Work to be completed
Rewrite only the material from the line with "of the girl" up to and including the line with "pixel 378 320". Keep the request lines unchanged and add -30 to every x and y coordinate in the answers.

Dataset

►

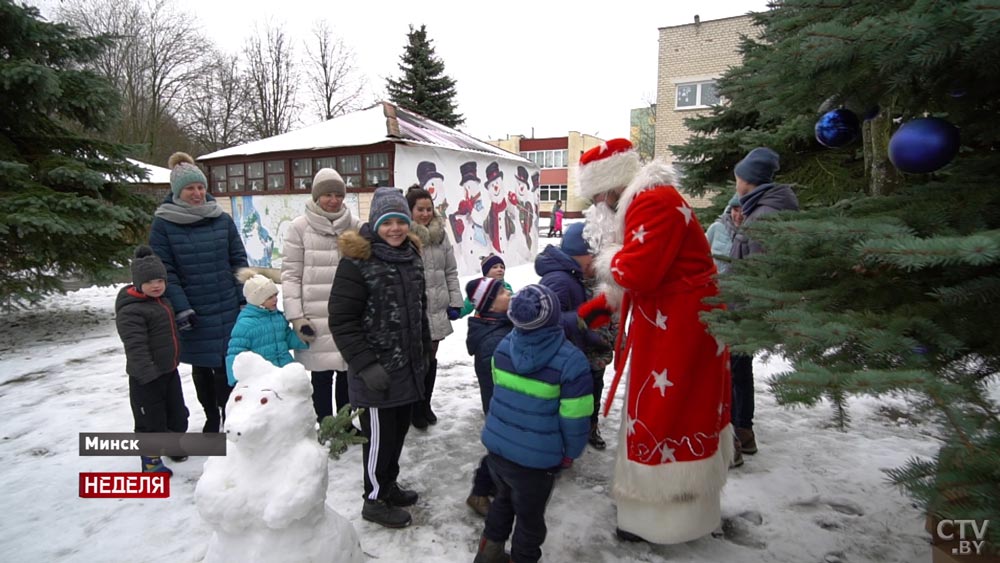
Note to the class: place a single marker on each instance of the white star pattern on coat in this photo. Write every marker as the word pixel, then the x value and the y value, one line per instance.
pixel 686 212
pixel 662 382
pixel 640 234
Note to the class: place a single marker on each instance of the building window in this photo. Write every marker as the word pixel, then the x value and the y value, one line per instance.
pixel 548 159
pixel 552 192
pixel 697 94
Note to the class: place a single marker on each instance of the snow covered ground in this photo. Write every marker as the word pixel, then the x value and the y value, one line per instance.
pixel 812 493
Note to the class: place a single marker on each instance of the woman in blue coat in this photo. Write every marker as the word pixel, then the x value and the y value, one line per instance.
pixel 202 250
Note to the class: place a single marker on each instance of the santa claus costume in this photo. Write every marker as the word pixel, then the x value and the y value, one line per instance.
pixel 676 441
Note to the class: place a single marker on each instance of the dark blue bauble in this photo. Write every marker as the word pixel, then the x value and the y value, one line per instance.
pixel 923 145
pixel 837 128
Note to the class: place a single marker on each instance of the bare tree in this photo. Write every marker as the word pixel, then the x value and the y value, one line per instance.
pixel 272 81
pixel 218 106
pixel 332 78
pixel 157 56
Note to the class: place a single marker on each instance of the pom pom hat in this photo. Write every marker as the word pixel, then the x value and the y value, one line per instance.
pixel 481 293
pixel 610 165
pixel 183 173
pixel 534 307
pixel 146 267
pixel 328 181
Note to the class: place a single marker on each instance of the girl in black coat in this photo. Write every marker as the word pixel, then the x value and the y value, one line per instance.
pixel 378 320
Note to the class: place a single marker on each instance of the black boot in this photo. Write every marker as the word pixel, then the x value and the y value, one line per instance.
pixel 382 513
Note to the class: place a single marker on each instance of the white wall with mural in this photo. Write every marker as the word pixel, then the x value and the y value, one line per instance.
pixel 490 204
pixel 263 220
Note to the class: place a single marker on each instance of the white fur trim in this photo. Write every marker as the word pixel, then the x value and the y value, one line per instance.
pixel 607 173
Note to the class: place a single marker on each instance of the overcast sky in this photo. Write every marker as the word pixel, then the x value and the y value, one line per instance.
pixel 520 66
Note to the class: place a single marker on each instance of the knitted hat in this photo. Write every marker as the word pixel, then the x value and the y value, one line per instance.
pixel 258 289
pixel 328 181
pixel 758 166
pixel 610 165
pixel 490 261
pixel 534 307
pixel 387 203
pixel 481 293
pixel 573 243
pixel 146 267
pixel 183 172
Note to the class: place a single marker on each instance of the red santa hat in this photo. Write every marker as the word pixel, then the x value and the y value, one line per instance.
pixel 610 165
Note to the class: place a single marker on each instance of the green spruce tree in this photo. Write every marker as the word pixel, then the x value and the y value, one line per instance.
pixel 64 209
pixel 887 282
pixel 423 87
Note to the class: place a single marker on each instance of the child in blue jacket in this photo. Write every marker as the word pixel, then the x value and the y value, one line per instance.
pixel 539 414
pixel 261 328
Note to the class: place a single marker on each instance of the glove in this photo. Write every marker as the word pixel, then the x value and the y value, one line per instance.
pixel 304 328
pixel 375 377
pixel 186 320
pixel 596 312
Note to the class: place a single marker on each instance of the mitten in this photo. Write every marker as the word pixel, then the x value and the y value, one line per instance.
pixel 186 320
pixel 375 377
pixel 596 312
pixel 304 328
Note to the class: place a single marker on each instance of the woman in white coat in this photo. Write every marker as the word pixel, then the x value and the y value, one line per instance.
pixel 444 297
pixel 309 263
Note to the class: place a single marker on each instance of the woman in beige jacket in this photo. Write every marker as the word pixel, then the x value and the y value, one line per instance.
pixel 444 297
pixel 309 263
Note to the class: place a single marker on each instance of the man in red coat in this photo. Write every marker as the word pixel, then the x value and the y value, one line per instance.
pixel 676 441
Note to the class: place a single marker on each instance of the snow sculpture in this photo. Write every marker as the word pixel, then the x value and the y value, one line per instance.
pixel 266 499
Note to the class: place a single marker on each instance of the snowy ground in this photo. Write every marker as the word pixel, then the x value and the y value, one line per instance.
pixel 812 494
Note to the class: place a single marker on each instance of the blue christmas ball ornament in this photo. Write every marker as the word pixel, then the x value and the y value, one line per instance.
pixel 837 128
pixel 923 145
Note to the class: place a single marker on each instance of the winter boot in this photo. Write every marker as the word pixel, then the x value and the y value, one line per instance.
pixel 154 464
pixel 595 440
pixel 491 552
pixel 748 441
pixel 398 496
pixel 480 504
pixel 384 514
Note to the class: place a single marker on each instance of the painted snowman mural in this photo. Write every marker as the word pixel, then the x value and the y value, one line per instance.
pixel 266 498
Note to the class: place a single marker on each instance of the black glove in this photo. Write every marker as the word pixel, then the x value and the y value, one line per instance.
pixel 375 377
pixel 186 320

◄
►

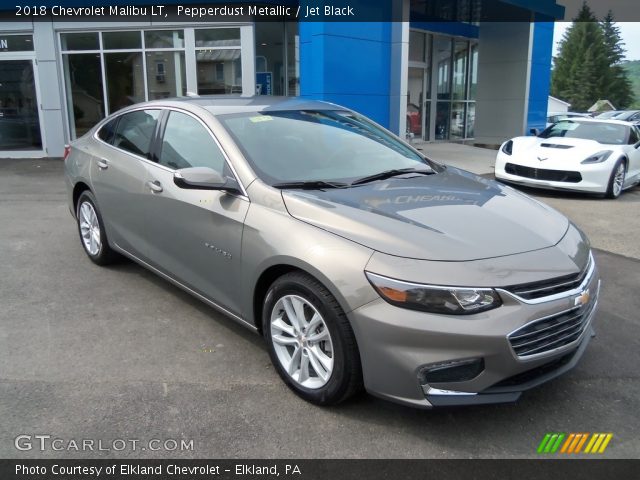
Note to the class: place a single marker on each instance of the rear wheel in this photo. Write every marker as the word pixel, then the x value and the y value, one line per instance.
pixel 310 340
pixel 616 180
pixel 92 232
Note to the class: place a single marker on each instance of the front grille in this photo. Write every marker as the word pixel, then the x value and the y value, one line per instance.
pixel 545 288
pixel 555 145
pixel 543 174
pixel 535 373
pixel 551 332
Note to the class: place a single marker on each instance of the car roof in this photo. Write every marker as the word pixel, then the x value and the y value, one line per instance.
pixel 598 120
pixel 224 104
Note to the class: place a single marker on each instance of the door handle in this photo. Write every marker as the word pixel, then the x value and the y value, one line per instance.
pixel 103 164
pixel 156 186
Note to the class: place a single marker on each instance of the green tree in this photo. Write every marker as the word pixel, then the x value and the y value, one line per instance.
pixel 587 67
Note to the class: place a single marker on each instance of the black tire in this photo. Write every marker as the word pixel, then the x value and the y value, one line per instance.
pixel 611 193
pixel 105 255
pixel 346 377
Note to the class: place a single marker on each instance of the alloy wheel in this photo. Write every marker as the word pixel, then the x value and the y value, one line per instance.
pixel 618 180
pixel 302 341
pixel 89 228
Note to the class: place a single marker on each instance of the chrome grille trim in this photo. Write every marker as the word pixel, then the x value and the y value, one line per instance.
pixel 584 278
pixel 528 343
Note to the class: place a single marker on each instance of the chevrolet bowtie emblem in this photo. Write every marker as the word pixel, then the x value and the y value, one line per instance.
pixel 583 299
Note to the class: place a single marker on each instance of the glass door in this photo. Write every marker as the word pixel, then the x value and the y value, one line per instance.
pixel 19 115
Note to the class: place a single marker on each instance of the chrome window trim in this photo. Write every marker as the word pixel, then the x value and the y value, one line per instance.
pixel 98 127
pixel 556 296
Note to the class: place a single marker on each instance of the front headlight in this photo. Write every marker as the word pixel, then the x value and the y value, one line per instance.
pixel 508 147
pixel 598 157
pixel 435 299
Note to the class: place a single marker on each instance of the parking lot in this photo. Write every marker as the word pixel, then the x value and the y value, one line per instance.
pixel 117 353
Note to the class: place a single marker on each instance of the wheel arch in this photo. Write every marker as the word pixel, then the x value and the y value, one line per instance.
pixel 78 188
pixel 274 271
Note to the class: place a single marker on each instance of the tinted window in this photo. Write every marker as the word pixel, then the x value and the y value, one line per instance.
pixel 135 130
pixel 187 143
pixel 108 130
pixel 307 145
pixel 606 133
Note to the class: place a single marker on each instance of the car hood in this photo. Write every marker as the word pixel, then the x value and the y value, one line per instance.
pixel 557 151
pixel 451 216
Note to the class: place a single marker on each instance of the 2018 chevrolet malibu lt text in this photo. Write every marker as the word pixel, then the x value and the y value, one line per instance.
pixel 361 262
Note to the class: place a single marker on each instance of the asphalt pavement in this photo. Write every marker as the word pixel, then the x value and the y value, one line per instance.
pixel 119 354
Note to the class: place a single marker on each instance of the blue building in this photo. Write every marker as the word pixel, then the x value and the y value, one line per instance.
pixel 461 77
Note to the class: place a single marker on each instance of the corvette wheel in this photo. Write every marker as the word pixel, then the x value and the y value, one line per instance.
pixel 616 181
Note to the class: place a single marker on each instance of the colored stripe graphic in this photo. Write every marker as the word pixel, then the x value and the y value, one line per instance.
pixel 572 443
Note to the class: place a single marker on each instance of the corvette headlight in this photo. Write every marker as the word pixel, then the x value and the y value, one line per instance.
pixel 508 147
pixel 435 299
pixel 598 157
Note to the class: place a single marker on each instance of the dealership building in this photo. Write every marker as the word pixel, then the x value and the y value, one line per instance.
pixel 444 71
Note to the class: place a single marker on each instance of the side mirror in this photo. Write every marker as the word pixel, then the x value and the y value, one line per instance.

◄

The completed task
Note to the class: place a single marker on each instance of the girl in black coat in this photo. Write every marker as the word pixel, then the x value and the y value, one line per instance.
pixel 348 290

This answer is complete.